▶ DESCRIPTION OF THE TASK
Please extract every line of the records that contains the word "trunk", treating uppercase and lowercase as different.

▶ DATA EXCERPTS
▼
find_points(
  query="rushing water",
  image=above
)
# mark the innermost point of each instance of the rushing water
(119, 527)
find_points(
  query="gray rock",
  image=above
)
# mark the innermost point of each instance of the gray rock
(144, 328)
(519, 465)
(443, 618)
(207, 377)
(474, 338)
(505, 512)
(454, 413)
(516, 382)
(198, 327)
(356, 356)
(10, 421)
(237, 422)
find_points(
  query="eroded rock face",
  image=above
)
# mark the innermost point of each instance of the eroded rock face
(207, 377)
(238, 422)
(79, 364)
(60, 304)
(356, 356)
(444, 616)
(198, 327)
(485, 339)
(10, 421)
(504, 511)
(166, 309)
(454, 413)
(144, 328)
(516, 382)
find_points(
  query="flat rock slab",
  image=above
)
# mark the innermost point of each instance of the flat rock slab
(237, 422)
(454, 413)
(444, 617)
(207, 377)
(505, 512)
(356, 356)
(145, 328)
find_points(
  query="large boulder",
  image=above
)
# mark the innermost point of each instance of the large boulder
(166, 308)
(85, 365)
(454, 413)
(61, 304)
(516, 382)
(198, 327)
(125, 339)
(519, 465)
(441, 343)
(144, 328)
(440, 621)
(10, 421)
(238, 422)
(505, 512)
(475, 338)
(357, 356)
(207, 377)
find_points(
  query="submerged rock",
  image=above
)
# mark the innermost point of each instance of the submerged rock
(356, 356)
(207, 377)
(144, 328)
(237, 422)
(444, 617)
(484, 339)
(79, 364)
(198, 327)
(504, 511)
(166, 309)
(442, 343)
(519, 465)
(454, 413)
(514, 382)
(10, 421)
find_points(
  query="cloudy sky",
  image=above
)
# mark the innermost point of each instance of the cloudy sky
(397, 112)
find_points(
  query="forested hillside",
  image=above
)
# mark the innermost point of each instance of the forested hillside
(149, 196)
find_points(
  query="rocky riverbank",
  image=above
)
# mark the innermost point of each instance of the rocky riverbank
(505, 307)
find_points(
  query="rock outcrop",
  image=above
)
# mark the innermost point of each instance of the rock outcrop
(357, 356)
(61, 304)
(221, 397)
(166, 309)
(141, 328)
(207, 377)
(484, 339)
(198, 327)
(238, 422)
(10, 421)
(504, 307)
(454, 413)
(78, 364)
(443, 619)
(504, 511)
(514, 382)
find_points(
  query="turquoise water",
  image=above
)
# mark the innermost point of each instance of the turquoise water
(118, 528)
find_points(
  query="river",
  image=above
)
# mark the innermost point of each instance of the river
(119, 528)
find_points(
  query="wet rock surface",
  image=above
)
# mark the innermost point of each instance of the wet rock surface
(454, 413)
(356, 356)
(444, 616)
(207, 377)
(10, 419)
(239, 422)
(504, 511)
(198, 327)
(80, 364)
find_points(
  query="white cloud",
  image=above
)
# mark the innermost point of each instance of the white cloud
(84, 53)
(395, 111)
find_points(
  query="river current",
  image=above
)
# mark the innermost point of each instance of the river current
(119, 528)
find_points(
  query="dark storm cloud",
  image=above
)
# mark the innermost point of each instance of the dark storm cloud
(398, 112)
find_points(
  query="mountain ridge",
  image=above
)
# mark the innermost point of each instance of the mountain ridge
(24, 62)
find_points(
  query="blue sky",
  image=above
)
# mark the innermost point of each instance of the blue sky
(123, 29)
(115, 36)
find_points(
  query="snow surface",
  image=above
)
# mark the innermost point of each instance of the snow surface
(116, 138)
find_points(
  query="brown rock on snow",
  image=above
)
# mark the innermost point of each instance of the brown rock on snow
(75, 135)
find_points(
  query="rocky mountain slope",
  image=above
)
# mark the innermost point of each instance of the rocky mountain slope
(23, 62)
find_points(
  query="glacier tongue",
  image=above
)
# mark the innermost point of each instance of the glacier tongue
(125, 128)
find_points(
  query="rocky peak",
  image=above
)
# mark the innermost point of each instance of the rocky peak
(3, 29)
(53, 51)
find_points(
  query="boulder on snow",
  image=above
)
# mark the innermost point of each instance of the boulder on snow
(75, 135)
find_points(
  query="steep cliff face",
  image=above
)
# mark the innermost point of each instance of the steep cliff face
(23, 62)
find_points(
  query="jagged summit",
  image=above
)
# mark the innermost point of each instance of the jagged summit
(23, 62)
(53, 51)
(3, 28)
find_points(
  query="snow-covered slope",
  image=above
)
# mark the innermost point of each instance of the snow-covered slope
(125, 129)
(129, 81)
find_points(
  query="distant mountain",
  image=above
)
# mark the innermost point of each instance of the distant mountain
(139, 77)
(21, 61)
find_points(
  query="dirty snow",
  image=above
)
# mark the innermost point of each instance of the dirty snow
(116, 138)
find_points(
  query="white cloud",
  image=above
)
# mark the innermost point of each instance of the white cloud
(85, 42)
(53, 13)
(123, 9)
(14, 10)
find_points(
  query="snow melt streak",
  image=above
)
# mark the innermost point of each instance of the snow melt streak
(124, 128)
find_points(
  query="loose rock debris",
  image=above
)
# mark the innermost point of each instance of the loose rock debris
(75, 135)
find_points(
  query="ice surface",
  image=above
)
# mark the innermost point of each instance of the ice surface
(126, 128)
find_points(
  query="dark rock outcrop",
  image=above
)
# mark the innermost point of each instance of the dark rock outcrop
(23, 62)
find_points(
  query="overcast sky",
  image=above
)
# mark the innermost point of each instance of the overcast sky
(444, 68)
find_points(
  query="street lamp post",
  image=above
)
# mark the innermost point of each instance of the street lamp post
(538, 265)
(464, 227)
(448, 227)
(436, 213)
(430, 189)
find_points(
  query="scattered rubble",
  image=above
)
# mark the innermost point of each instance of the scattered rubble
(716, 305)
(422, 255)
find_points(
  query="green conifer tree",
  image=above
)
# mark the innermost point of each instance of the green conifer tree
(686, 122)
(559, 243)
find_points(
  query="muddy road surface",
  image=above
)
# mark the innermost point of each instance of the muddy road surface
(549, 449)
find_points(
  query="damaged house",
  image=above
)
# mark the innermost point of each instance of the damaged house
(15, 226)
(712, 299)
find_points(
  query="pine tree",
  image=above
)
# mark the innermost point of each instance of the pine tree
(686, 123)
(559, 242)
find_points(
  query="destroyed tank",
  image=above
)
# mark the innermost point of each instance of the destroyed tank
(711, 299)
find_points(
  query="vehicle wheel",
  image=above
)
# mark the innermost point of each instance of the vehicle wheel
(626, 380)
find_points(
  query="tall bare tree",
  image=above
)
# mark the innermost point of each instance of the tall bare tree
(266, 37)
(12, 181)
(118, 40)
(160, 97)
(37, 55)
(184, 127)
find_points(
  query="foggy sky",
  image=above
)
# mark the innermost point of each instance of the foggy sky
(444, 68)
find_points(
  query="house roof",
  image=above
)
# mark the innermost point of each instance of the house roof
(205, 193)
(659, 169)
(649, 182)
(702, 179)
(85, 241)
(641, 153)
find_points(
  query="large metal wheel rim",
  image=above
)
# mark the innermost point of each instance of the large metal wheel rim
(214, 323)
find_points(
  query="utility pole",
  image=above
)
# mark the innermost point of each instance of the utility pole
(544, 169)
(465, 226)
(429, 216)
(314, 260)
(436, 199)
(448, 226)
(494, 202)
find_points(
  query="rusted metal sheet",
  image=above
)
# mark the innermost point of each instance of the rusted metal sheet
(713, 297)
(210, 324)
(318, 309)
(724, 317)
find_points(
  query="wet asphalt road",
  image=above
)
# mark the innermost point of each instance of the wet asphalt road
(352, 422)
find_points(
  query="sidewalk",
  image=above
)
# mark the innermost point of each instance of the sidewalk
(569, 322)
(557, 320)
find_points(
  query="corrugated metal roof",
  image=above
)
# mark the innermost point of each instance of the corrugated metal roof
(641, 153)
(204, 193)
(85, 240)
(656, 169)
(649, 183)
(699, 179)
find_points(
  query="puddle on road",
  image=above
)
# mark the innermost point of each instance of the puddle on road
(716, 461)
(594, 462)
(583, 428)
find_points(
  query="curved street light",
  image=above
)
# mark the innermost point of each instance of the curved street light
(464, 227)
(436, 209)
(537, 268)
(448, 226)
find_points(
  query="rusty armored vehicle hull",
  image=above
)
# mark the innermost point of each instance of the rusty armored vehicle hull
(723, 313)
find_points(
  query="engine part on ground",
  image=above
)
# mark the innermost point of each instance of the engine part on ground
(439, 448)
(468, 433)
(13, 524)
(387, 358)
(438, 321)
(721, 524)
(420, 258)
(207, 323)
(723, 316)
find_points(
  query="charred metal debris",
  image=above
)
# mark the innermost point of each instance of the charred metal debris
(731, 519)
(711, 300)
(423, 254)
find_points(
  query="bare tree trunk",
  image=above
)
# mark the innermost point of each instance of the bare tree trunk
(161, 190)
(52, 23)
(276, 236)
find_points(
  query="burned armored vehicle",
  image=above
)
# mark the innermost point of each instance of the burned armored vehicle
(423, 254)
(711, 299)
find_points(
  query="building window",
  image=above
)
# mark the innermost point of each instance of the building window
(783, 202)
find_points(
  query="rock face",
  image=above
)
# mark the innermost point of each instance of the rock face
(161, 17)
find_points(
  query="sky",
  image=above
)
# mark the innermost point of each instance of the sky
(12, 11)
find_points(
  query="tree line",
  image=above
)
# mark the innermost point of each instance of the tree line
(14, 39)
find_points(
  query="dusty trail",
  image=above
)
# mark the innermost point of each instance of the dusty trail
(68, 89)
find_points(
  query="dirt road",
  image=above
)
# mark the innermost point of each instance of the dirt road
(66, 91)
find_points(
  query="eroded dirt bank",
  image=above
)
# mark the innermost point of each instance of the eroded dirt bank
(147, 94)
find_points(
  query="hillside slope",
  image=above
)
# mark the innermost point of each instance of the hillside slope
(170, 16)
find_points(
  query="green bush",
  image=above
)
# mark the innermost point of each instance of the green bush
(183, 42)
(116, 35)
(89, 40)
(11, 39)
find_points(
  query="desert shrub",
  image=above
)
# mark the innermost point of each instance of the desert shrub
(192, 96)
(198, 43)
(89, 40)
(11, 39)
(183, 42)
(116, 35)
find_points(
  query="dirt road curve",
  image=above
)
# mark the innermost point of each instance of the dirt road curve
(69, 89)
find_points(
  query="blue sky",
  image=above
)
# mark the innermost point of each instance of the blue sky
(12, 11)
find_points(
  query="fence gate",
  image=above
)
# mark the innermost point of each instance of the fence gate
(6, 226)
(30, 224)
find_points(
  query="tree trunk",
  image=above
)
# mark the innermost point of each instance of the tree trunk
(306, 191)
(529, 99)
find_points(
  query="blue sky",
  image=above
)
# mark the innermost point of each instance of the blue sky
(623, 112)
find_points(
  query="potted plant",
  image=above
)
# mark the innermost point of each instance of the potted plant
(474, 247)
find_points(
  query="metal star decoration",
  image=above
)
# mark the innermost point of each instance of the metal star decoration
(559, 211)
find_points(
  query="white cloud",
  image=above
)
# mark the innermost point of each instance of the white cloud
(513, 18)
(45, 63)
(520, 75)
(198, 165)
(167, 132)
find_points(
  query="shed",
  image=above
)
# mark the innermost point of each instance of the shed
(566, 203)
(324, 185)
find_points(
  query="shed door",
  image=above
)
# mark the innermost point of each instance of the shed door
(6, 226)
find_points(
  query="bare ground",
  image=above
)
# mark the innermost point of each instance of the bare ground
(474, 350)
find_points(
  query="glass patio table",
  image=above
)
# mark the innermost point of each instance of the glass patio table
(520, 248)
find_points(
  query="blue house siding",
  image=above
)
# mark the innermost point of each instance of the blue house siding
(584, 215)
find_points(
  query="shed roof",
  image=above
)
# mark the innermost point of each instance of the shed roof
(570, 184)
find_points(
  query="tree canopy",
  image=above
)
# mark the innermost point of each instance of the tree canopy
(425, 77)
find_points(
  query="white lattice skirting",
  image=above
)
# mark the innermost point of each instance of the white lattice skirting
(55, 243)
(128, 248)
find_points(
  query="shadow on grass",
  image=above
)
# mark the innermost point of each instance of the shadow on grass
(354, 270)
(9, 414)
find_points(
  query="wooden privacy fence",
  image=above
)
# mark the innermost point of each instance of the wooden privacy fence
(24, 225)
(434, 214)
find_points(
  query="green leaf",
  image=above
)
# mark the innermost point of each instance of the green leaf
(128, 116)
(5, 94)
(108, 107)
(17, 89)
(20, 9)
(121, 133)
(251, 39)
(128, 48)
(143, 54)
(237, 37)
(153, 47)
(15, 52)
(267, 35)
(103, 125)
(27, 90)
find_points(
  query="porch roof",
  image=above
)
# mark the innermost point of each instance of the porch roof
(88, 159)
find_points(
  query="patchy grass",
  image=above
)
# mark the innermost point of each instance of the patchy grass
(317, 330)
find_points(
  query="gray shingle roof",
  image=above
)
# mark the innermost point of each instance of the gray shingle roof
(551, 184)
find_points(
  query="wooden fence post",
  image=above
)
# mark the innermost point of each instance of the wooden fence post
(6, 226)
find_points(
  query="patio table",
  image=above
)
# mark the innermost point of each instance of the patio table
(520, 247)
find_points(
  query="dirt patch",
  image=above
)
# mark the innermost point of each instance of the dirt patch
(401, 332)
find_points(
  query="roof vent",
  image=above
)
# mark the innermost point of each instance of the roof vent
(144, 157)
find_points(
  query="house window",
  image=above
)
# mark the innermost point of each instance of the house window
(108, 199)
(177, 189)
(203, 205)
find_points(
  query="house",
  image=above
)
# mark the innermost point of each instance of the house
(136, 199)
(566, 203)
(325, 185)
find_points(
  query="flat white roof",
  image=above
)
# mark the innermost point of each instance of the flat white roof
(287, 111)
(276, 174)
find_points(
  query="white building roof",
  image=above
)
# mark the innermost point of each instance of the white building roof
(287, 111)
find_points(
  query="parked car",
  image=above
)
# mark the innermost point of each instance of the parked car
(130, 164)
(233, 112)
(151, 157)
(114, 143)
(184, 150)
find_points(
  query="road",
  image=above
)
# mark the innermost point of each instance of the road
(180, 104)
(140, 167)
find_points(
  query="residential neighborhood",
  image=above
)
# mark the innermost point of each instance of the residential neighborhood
▲
▶ ANSWER TO THE PROBLEM
  query="bare tree trunk",
# mark the innermost point of each instance of the bare tree trunk
  query="tree trunk",
# mark the innermost point of each instance of the tree trunk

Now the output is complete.